> _Kurze Aufgabe_
Überarbeite im Quelltext den Abschnitt, der mit den Worten "Wir sind interessiert" beginnt und nach "keine konkrete Tagespolitik." endet. Ersetze darin "langfristige Perspektive" durch "ferne Zukunftsvision" und gib den Abschnitt wieder.

Wir haben einen Wahlkampf geführt, um in diesen Sicherheitsrat gewählt zu werden als nichtständiges Mitglied, das war eine große Herausforderung, ist kein Selbstläufer. Wir haben großen Erfolg gehabt, wir sind gleich im ersten Wahlgang mit über zwei Drittel Mehrheit gewählt worden. Das war ein großer Vertrauensbeweis, und den haben wir uns verdient durch einen sehr thematischen Wahlkampf, den wir hier geführt haben. Die Mitgliedsstaaten wollten uns im Sicherheitsrat sehen als starkem Land Europas, als großen Beitragszahler, als Meinungsführer in der Klima- und Entwicklungspolitik, und das hat den Ausschlag gegeben. Wir gelten in den Vereinten Nationen als ausgleichende Mittelmacht, und deshalb wollte man uns im Sicherheitsrat sehen.
Entwicklungspolitik ist ein wichtiges Stichwort - wäre es für Sie nicht noch einfacher gewesen, ihr Ziel zu erreichen, wenn die Bundesregierung den Etat für Entwicklungszusammenarbeit aufgestockt hätte und nicht gekürzt hätte?
Deutschland ist in absoluten Zahlen drittgrößter Beiträger der internationalen Entwicklungspolitik. Das ist wirklich ein Beitrag, der sich sehen lassen kann, und das wird auch hier gewürdigt. Wir werden hier als großer Beiträger gesehen, und deshalb haben wir uns auch diesen Platz im Sicherheitsrat unter anderem verdient.
Der Bundesregierung wäre es ja viel lieber, wenn die Europäische Union im Sicherheitsrat vertreten wäre, können Sie diese Doppelstrategie - man will einen Sitz für Deutschland, aber auch einen für die Europäische Union - in New York deutlich machen?
Wir sind interessiert an einer europäischen Perspektive in den Vereinten Nationen, und daran arbeiten wir auch, aber der Sitz der Europäischen Union im Sicherheitsrat ist eher eine langfristige Perspektive. Das ist keine konkrete Option, die jetzt vor der Tür steht, dazu bedarf es einer absolut harmonischen und harmonisierten gemeinsamen Außen- und Sicherheitspolitik Europas und dazu bedarf es auch des gemeinsamen Bestrebens aller 27 Mitgliedsstaaten, einen solchen EU-Sitz anzustreben, und das steht derzeit nicht auf der Tagesordnung. Das ist eine langfristige Perspektive, aber keine konkrete Tagespolitik.
Großbritannien und Frankreich hätten da sicher was dagegen, denn die sind schon ständige Mitglieder im Sicherheitsrat. Spielen Sie darauf an?
Großbritannien und Frankreich sind ständige Mitglieder im Sicherheitsrat, mit denen haben wir enge Beziehungen, koordinieren uns täglich, und in der Tat haben sie besondere Privilegien, aber auch besondere Pflichten als ständige Mitglieder.

> _Gespeicherte Daten_
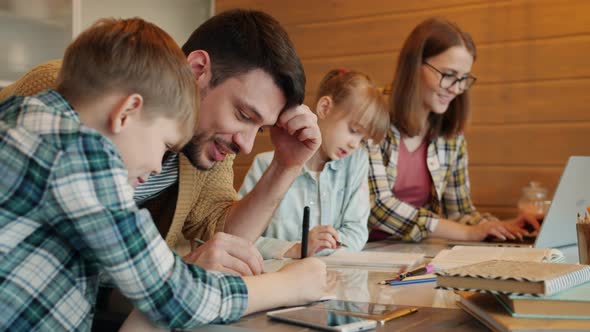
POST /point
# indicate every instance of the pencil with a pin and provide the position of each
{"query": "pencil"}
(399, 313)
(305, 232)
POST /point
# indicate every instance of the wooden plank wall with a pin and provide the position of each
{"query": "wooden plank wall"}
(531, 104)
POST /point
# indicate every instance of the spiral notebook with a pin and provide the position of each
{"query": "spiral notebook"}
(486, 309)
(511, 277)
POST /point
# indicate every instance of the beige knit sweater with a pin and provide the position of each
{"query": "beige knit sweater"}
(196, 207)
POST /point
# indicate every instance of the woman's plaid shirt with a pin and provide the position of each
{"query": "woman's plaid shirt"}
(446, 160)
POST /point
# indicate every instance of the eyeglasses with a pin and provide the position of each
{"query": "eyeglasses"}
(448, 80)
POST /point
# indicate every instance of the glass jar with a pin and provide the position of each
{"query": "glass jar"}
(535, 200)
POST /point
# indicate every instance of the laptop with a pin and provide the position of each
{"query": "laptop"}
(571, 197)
---
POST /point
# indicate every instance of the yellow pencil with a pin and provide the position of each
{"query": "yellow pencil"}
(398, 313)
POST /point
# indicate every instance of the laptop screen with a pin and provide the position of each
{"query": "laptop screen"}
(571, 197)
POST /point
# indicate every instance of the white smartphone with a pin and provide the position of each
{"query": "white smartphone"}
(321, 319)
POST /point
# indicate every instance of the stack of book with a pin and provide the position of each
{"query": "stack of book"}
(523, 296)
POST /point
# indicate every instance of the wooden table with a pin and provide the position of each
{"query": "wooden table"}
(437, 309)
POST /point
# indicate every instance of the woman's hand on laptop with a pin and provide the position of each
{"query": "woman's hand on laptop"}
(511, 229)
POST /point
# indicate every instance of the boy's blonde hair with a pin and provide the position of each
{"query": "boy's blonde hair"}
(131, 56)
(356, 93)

> _Lösung der Aufgabe_
Wir sind interessiert an einer europäischen Perspektive in den Vereinten Nationen, und daran arbeiten wir auch, aber der Sitz der Europäischen Union im Sicherheitsrat ist eher eine ferne Zukunftsvision. Das ist keine konkrete Option, die jetzt vor der Tür steht, dazu bedarf es einer absolut harmonischen und harmonisierten gemeinsamen Außen- und Sicherheitspolitik Europas und dazu bedarf es auch des gemeinsamen Bestrebens aller 27 Mitgliedsstaaten, einen solchen EU-Sitz anzustreben, und das steht derzeit nicht auf der Tagesordnung. Das ist eine ferne Zukunftsvision, aber keine konkrete Tagespolitik.